● **DIRECTIONS**:
Transcribe the records that follow. Keep every word exactly, and drop the pictures.

● **GIVEN DATA**:
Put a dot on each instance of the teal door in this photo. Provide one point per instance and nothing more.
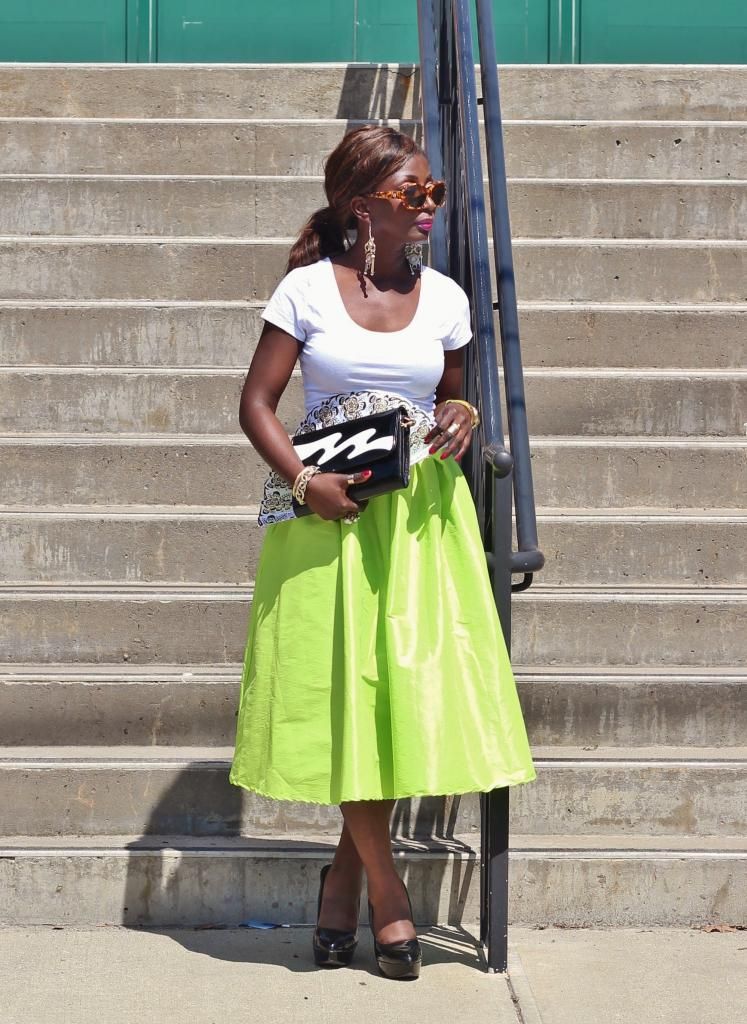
(64, 30)
(249, 32)
(662, 32)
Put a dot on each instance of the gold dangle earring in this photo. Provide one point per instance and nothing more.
(414, 257)
(370, 250)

● **OUTPUT OF THE TASK**:
Put a dot on each instance of the teal door in this photo. Provide one point per instance and nothing more.
(64, 30)
(249, 32)
(662, 32)
Put a dot on each instance of the gold dangle earring in this photo. Provide one point per instance and nothing more.
(414, 257)
(370, 250)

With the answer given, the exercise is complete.